- **Dataset excerpts**
+ + + + + + +

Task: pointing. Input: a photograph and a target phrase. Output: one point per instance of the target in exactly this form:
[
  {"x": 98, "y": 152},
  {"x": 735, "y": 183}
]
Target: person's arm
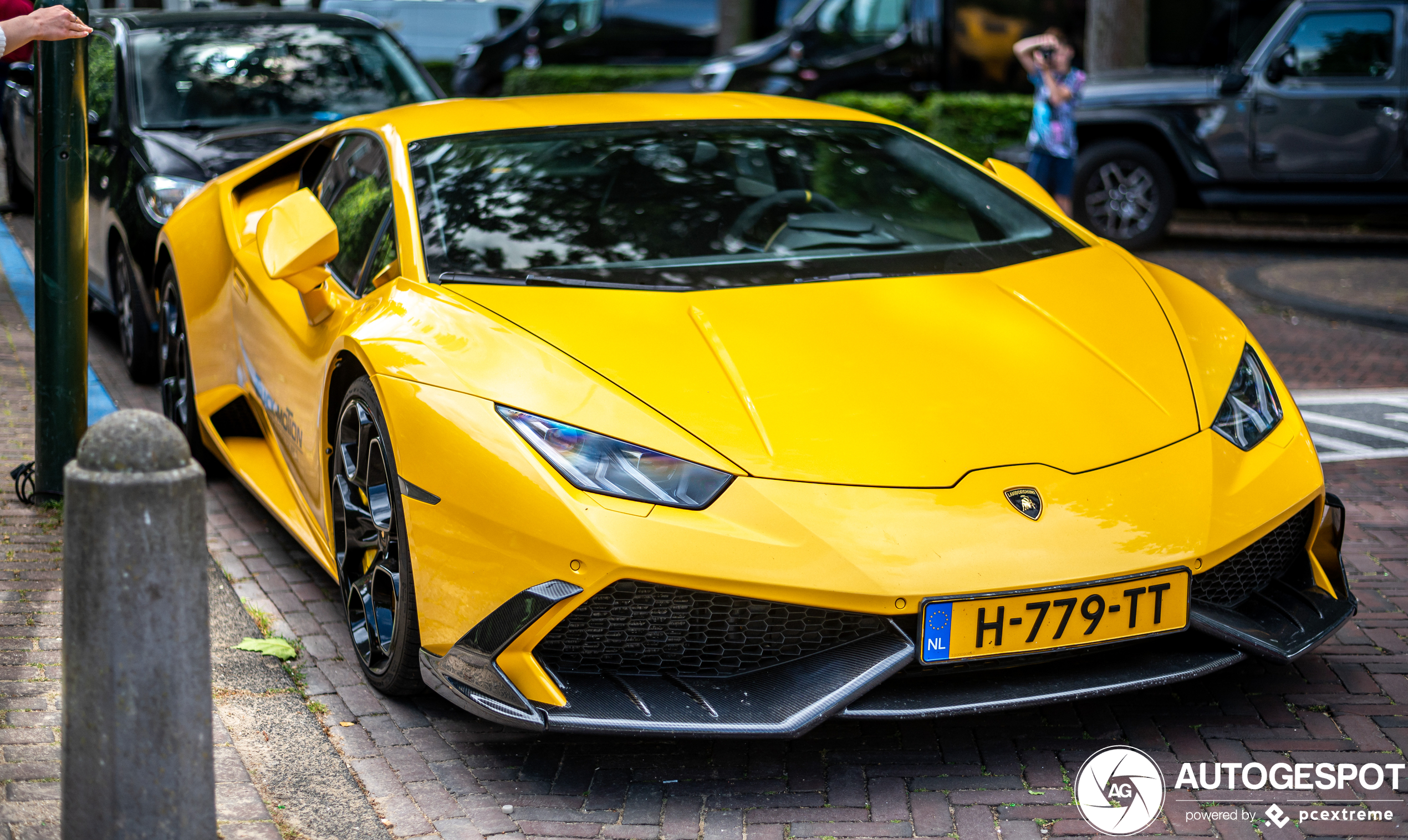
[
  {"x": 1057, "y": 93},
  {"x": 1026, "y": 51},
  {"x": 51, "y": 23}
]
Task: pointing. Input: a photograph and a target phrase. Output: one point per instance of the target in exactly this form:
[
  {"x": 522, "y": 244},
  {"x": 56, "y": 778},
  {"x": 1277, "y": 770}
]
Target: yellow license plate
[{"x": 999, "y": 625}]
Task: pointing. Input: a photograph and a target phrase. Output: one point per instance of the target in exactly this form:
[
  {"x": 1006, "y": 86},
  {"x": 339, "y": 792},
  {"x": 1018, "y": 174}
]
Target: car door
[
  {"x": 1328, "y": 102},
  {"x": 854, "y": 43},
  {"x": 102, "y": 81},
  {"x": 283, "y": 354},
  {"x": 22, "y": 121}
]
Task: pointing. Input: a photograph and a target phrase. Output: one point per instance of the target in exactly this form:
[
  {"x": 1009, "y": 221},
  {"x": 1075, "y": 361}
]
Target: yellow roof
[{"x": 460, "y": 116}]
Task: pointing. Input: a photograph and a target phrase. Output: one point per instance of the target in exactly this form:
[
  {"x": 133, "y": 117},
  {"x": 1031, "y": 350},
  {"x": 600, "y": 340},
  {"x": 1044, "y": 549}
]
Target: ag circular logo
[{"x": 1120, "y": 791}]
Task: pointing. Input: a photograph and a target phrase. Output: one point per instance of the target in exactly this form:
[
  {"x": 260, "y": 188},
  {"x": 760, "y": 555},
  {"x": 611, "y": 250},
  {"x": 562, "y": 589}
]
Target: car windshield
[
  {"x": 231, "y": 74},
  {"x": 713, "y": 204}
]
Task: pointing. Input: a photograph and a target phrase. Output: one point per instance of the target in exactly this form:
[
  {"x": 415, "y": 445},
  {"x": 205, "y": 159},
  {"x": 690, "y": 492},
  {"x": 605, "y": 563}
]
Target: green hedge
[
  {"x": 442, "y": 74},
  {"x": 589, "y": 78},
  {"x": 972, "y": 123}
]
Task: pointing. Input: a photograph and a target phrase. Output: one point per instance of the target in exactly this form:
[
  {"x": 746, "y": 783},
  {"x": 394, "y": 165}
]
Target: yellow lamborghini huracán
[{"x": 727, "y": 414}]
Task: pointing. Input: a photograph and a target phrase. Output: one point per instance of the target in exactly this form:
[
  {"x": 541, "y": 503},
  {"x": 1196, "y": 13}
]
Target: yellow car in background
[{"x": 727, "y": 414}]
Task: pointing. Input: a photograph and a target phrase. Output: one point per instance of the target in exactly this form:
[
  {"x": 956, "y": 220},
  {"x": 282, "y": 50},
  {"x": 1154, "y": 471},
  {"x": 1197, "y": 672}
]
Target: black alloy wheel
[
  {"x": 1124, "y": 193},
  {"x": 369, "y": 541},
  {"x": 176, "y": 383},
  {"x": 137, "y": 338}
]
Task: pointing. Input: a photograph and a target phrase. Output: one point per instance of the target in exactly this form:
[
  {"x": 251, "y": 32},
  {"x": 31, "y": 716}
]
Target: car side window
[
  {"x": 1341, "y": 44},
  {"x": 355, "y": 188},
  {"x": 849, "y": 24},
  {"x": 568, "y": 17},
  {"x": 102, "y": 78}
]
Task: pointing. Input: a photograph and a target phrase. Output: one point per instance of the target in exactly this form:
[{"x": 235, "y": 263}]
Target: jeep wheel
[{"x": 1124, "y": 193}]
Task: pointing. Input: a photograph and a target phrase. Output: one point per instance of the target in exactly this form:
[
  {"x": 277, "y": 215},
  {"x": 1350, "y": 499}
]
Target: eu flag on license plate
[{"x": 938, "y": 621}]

+ + + + + + +

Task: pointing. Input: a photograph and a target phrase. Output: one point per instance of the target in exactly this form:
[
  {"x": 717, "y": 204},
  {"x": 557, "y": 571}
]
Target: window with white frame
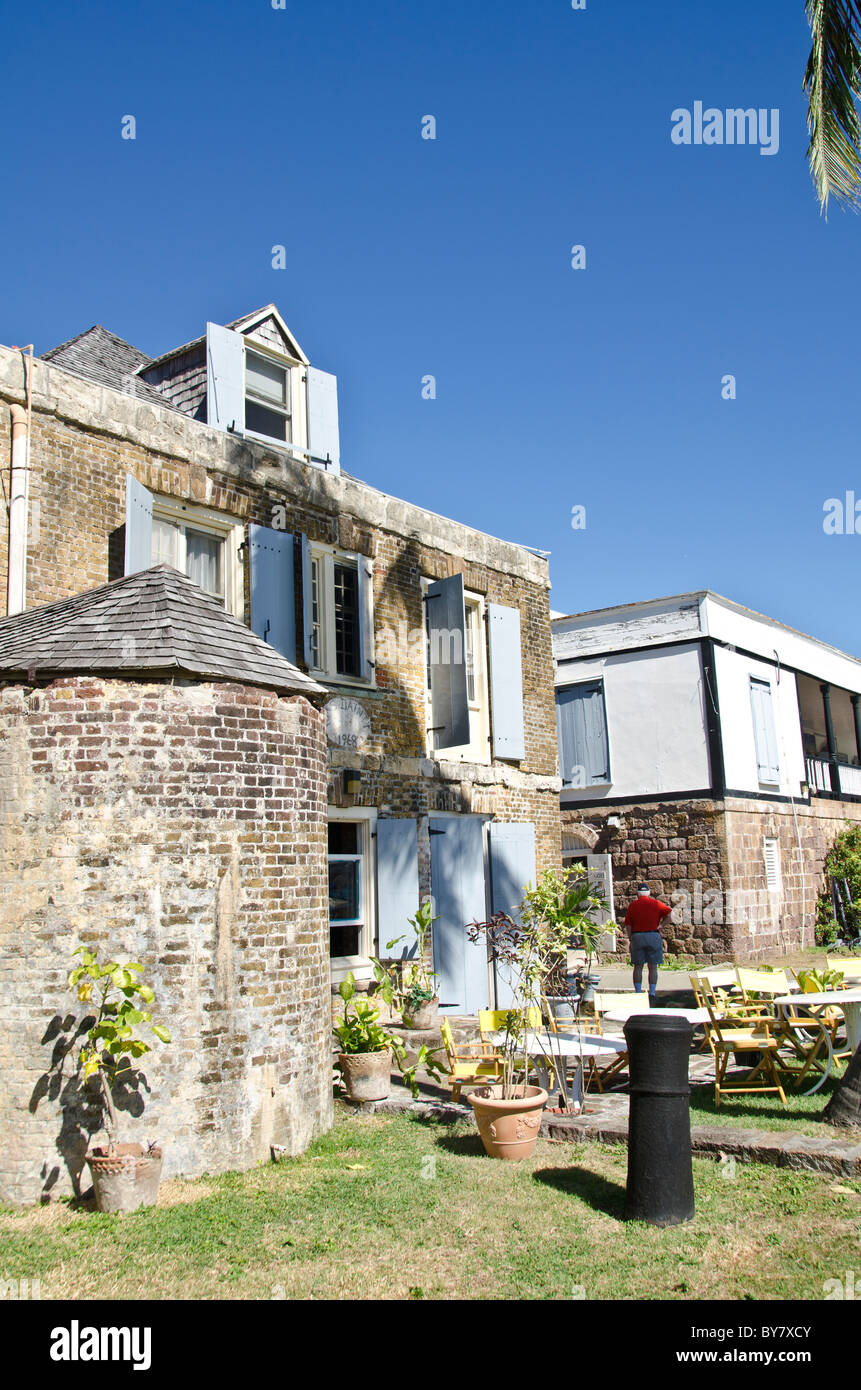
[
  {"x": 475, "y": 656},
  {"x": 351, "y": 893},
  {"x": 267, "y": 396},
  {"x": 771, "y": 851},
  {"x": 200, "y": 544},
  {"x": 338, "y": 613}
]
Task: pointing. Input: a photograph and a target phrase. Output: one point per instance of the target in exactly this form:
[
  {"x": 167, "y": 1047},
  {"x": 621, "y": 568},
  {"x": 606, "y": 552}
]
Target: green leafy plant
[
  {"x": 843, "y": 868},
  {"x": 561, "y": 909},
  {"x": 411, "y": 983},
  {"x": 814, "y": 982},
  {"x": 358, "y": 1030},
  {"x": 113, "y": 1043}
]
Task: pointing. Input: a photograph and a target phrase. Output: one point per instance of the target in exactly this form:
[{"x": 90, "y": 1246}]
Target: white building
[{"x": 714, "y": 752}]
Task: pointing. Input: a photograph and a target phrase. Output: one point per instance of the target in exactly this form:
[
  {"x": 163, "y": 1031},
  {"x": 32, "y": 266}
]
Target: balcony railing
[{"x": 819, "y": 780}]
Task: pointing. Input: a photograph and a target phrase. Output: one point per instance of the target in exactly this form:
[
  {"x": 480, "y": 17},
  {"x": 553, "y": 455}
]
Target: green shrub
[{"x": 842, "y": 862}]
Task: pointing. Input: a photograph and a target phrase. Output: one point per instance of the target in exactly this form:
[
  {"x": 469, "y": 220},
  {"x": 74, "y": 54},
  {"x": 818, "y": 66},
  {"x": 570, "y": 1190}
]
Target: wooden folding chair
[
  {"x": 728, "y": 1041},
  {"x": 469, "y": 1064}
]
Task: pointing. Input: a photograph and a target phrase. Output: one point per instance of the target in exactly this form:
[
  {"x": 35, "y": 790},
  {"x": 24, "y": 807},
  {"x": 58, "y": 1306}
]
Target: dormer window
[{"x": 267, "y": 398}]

+ + + + + + +

- **Directions**
Find every line in the listing above that contains the word "license", and copy each of those lines. Case counts.

- **Solution for this exercise**
Target: yellow license plate
Target: eu flag on license plate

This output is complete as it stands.